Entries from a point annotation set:
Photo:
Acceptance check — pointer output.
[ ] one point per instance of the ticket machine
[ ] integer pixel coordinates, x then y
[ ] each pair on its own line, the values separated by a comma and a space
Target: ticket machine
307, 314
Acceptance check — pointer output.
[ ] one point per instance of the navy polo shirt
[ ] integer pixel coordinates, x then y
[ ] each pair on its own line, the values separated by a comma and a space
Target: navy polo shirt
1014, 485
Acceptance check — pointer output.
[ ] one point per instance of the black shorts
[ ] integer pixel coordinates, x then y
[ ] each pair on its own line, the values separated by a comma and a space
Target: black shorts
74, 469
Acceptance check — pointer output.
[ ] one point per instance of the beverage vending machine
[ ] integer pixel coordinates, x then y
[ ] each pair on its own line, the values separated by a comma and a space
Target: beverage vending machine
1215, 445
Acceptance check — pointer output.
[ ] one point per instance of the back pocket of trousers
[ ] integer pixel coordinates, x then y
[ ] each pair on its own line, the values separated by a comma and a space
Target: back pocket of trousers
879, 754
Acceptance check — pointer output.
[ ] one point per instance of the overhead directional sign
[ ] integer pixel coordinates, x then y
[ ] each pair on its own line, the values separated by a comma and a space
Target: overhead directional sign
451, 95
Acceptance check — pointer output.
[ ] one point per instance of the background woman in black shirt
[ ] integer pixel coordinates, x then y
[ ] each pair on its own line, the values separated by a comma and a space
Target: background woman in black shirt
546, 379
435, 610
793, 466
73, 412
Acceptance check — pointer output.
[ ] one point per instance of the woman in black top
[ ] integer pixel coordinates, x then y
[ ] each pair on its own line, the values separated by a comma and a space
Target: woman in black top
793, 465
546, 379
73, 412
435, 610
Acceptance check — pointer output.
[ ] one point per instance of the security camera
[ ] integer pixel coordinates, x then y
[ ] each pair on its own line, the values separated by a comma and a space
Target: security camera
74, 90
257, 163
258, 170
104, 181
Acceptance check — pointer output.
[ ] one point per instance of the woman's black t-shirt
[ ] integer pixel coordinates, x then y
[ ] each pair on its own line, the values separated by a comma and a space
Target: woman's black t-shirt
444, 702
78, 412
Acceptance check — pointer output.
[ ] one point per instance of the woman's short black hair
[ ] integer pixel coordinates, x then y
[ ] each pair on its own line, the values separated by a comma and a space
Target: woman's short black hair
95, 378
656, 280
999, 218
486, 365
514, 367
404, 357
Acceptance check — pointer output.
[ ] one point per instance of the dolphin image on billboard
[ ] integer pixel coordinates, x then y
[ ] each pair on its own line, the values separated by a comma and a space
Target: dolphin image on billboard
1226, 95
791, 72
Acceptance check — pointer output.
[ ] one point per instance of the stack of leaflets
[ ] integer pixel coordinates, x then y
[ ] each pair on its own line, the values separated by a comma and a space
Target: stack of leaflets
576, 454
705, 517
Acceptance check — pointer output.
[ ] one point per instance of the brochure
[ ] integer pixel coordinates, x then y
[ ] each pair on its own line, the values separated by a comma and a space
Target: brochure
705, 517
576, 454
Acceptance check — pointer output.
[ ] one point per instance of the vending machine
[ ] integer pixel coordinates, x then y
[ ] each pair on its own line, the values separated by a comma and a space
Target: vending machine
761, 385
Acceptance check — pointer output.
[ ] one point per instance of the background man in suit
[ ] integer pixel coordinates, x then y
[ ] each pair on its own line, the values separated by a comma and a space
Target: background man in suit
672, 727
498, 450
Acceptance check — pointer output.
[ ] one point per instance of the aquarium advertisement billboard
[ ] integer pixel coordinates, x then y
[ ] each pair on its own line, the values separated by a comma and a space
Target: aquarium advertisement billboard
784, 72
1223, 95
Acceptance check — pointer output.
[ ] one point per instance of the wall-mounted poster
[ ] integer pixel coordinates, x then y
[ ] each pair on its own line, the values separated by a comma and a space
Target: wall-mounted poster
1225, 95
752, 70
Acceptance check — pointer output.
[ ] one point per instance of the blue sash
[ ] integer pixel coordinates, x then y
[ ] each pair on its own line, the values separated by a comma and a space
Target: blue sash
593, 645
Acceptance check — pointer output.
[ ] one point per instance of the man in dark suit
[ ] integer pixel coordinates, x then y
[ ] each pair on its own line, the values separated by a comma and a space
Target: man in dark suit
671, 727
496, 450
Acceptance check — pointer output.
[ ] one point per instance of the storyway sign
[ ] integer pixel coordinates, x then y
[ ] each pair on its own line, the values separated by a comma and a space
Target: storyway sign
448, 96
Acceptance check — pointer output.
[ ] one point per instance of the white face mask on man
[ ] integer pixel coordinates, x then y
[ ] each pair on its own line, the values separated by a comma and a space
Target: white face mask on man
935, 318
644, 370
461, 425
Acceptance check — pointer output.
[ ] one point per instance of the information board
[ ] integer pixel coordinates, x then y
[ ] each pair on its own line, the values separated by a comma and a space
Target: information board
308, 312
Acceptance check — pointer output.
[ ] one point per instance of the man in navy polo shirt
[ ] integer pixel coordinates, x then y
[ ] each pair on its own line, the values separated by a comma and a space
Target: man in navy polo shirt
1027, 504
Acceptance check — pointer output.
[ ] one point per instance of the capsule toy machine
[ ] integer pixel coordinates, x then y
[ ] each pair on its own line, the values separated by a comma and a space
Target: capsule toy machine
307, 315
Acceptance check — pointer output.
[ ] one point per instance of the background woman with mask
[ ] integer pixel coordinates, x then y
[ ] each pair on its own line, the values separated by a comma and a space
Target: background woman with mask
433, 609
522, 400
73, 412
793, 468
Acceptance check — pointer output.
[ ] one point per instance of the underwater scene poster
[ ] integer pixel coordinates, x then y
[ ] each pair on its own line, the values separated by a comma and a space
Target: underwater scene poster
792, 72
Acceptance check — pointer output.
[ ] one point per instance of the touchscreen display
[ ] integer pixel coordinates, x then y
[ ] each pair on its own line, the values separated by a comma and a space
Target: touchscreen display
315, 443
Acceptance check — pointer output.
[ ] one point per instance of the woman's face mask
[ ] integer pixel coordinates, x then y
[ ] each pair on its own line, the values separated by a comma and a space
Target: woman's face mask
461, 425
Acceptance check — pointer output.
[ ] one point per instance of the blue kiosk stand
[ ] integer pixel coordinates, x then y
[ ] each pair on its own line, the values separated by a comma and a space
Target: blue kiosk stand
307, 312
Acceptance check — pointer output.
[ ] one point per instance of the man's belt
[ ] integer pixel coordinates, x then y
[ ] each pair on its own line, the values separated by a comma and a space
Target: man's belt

## EXERCISE PROMPT
Restate the records, all of them, precisely as written.

## SOLUTION TO THIS EXERCISE
Photo:
Acceptance check — pointer output.
[ ] one point per instance of the ticket machine
[ ] integer pixel coordinates, x then y
[ ] each pair on its own line, the values separated by a comma and a space
Target: ticket machine
307, 314
Acceptance check — pointer output.
[ ] one point per instance of the navy polo shirt
[ ] integer pixel coordinates, x then y
[ ] each pair on its own line, the values separated by a comma and a space
Target: navy polo shirt
1014, 485
Acceptance check — pointer output.
[ ] one point per instance of the black shorts
[ ] integer pixel coordinates, x then y
[ ] each pair on its own line, the values separated by a comma and a space
Target: black shorts
74, 469
Acceptance check — pointer output.
[ ] one point per instance of the beverage vending machine
[ ] integer pixel coordinates, x then y
[ ] each pair on its own line, the values separated by a comma and a space
Target: beverage vending machine
1215, 445
Acceptance check — pointer output.
[ ] one point per instance of the back pocket of trousers
[ ] integer pixel coordinates, x then y
[ ] each pair on its own line, the values separated by a comma and a space
Target: back pocket of trousers
879, 754
Acceptance check — pointer output.
[ ] one point per instance of the overhead directional sign
[ ] integer pixel coordinates, x then y
[ ] each pair on its own line, the values separated by a comma and a space
Target: overhead directional sign
451, 95
Acceptance check — pointer output.
[ ] one point per instance of the background woman in black shirt
[ ] integer pixel coordinates, x then y
[ ] each pair on its own line, the values separated by a comma and a space
Target: background woman in black shirt
546, 379
435, 610
793, 466
73, 412
Acceptance check — pointer output.
[ ] one point per instance of the woman in black top
[ ] integer pixel coordinates, x then y
[ ] each pair on its own line, the values separated by a comma and a space
Target: woman in black top
793, 465
546, 379
73, 412
435, 610
Acceptance check — pointer output.
[ ] one point per instance of the security camera
[ ] integer pixel coordinates, x then y
[ ] each pair on its own line, the values separated by a comma and a space
Target: security camera
74, 90
257, 163
258, 170
104, 181
Acceptance check — pointer output.
[ ] one point per instance of the woman's black t-shirt
[ ] integer pixel coordinates, x then y
[ ] each pair on its own line, the values separated by a comma and a space
Target: woman's black t-shirt
444, 702
78, 412
Acceptance check — pointer output.
[ ] one point per instance of the woman's short black hair
[ ] integer pixel coordinates, x then y
[ ] each pair on its own line, the values separated by a comma and a space
Target: woman's short black hair
95, 378
656, 280
999, 218
486, 365
514, 367
404, 357
Acceptance check — pointer output.
[ ] one point per instance of the dolphin image on billboard
[ ] integer pixel coordinates, x then y
[ ] each pair on its own line, the values separated by a comma and a space
Target: dolphin image on billboard
1226, 95
791, 72
Acceptance check — pointer output.
[ ] one point per instance of the stack of leaflets
[ ] integer pixel coordinates, x then y
[ ] each pair on its own line, the values separated by a comma and a space
Target: stack of leaflets
576, 454
705, 517
Acceptance check — pointer output.
[ ] one point per instance of the brochure
[ ] integer pixel coordinates, x then y
[ ] each pair on its own line, the values separated by a comma and a space
Target: brochure
705, 517
576, 454
Acceptance check — pointer output.
[ ] one point per instance of the vending machine
[ ] integer pixel coordinates, x then y
[ ] each pair on its own line, the values separated by a comma and a space
Target: vending machine
761, 385
Acceptance check — pointer output.
[ ] one point per instance of the background man in suit
[ ] integer pixel coordinates, x then y
[ ] each pair on its own line, the values separated by a comma and a space
Target: background man in suit
672, 727
498, 450
Acceptance check — pointer output.
[ ] one point per instance of the aquarium advertisement billboard
[ ] integer pixel coordinates, x then y
[ ] each pair on its own line, the values separated by a comma and a space
Target: aquarium advertisement billboard
784, 72
1223, 95
Acceptance check — pointer output.
[ ] one point per instance of the wall-mounted poster
[ ] integer pixel coordinates, x then y
[ ] each pair on its own line, the values separated by a comma and a space
Target: wall-mounted poster
1225, 95
752, 70
Acceptance check — pointer output.
[ ] one point per instance of the blue sash
[ ] integer pixel coordinates, x then y
[ ] each pair on its own line, the values separated by a comma and a space
Target: blue sash
593, 645
Acceptance check — pointer output.
[ ] one point per instance of the man in dark suit
[ ] integer pixel coordinates, x then y
[ ] each pair on its own line, the values separated by a comma and a space
Target: man in dark suit
671, 727
496, 450
Acceptance check — pointer output.
[ ] one point per instance of the storyway sign
[ ] integer pixel coordinates, x then y
[ ] each pair on its own line, the values separated by a comma and a space
Target: storyway sign
448, 96
Acceptance check — pointer output.
[ ] one point per instance of the white face mask on man
[ ] integer pixel coordinates, x then y
[ ] each pair on its own line, the values separated by a comma and a space
Target: white face mask on man
935, 318
644, 370
461, 425
Acceptance check — pointer output.
[ ] one point per instance of the information board
[ ] integer pixel coordinates, x then y
[ ] each pair on its own line, the values separated by a comma and a space
Target: information board
308, 312
Acceptance check — pointer output.
[ ] one point per instance of the man in navy polo shirt
[ ] integer pixel coordinates, x then y
[ ] each pair on its own line, the values separated by a comma and a space
Target: man in navy polo shirt
1027, 504
Acceptance check — pointer output.
[ ] one point per instance of the capsule toy machine
[ ] integer pixel coordinates, x then y
[ ] each pair on its own line, the values separated by a comma and a space
Target: capsule toy machine
307, 315
Acceptance check — pointer output.
[ ] one point per instance of the background woman with mask
[ ] integer pixel coordinates, x then y
[ ] each pair on its own line, the values separated by a comma and a space
Target: background woman with mask
433, 609
522, 400
73, 412
793, 468
Acceptance check — pointer output.
[ ] one point per instance of the underwater scene poster
[ ] integer pixel coordinates, x then y
[ ] each pair on its own line, the values separated by a comma and a space
Target: underwater scene poster
792, 72
Acceptance check — pointer output.
[ ] one point per instance of the touchscreen display
[ ] integer pixel coordinates, x then y
[ ] each pair on its own line, the values separated by a comma and a space
Target: touchscreen display
315, 443
Acceptance check — pointer output.
[ ] one point per instance of the woman's face mask
[ ] integer pixel coordinates, x then y
[ ] each pair on its own line, the values separated by a comma and a space
Target: woman's face mask
461, 425
Acceptance check — pointer output.
[ ] one point per instance of the blue kiosk stand
[ ] integer pixel coordinates, x then y
[ ] each pair on its own line, the values separated by a comma and a space
Target: blue kiosk stand
307, 312
Acceptance check — pointer output.
[ ] one point per instance of the man's belt
[ ] integer pixel coordinates, x then y
[ ] each pair on its own line, the values separated by a comma and a space
Target: man's belt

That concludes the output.